>>>>>

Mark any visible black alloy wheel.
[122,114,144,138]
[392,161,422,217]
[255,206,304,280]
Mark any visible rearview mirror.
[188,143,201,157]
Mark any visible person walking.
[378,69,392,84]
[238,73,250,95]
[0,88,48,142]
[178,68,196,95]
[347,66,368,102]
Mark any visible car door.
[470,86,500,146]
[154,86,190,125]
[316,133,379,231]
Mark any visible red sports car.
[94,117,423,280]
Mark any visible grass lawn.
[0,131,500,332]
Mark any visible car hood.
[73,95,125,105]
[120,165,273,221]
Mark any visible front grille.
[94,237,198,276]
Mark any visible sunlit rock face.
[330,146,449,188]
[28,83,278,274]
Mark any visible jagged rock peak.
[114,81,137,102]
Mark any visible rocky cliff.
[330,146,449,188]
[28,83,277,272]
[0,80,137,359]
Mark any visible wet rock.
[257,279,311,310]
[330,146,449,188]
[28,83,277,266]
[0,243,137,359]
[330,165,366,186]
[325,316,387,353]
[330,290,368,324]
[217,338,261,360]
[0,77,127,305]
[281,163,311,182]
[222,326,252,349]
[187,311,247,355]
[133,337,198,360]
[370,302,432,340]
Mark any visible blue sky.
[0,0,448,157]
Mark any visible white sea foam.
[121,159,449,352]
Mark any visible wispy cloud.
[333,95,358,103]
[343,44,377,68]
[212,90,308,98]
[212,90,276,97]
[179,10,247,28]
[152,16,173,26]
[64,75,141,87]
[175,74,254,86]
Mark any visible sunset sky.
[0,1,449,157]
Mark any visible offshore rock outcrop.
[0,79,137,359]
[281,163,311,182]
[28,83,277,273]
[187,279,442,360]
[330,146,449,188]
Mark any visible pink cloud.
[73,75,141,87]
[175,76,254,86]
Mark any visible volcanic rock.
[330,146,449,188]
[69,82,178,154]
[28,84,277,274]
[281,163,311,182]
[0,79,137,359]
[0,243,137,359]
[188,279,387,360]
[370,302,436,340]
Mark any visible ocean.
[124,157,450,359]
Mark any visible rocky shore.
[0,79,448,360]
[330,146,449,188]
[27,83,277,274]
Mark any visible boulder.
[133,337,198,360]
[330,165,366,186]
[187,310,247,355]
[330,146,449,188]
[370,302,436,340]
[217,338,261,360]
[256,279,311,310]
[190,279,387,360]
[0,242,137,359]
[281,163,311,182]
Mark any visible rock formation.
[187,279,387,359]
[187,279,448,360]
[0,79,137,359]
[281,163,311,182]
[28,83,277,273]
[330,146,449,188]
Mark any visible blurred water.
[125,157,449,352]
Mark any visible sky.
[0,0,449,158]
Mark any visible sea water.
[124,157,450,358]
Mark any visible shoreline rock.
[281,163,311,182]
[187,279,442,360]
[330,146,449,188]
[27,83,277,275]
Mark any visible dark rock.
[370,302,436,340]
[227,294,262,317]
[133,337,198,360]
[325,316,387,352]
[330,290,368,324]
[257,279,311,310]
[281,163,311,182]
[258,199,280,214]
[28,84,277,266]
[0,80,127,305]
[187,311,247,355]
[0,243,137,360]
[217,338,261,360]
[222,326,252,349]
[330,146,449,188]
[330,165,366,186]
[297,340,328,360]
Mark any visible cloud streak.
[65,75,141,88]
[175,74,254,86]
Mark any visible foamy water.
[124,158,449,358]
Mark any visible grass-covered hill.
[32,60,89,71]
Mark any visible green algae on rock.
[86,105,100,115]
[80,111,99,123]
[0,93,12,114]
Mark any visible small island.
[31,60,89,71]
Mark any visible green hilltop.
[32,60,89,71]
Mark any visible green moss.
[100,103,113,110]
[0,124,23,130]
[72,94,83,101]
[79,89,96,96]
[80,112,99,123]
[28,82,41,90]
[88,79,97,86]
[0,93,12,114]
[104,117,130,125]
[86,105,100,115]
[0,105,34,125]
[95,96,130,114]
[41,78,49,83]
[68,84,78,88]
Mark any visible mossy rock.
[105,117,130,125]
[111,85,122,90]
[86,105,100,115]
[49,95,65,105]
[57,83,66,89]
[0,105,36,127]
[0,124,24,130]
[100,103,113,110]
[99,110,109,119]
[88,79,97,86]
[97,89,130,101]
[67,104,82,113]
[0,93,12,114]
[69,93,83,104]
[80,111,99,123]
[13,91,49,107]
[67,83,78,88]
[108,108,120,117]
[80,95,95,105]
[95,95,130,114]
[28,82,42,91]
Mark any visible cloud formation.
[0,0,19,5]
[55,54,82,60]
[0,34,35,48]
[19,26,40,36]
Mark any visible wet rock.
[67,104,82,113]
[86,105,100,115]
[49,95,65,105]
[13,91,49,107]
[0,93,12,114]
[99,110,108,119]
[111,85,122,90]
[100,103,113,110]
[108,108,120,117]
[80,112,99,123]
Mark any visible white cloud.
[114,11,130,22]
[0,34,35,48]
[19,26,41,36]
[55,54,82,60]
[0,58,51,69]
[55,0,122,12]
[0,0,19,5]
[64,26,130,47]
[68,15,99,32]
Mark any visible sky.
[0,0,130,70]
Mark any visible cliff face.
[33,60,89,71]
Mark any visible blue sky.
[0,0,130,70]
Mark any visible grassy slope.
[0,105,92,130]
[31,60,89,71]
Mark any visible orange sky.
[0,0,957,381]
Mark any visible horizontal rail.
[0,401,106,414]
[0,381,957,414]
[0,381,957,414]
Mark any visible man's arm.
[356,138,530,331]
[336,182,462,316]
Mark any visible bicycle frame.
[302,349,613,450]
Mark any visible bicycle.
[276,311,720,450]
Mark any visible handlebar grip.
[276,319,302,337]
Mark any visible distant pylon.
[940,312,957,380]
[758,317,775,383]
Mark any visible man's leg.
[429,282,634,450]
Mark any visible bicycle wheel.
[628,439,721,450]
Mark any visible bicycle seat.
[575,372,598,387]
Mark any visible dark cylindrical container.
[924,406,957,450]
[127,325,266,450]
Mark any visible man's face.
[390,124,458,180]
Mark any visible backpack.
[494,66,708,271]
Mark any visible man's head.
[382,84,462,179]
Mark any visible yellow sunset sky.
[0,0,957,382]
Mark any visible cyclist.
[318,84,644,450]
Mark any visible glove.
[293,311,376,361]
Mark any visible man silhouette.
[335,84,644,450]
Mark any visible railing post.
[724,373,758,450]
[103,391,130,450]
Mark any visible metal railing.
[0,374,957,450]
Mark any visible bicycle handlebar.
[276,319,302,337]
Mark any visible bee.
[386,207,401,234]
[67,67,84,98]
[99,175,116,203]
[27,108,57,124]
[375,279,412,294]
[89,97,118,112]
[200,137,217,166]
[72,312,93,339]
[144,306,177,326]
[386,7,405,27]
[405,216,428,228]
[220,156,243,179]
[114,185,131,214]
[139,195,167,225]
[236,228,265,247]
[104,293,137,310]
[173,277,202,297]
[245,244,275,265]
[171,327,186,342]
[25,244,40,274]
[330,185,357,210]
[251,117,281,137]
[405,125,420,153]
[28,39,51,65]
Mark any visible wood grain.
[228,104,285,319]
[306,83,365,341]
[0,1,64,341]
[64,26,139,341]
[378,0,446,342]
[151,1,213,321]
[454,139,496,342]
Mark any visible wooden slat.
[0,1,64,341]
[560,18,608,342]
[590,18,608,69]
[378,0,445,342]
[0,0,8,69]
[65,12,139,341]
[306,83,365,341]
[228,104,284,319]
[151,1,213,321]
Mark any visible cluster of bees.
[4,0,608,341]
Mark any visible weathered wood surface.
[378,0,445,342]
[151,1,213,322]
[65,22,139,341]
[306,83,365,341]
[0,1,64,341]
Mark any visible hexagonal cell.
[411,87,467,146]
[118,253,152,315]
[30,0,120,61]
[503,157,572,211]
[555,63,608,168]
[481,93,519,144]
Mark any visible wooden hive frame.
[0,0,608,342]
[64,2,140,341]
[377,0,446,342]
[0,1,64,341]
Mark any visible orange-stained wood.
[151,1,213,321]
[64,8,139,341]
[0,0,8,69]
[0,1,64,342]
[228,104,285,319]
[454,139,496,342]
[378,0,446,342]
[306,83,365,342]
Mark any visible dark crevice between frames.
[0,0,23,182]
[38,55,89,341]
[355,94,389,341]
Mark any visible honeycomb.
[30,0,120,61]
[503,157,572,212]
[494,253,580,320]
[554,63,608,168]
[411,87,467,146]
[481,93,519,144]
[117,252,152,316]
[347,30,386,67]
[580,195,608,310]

<<<<<

Exercise: Gather every line of the items above that contains the string "dark". Uppercase and lowercase letters count as different.

Solved exercise:
Mark any visible dark rock.
Mark any visible dark cylindrical container.
Mark any visible dark crevice between frames.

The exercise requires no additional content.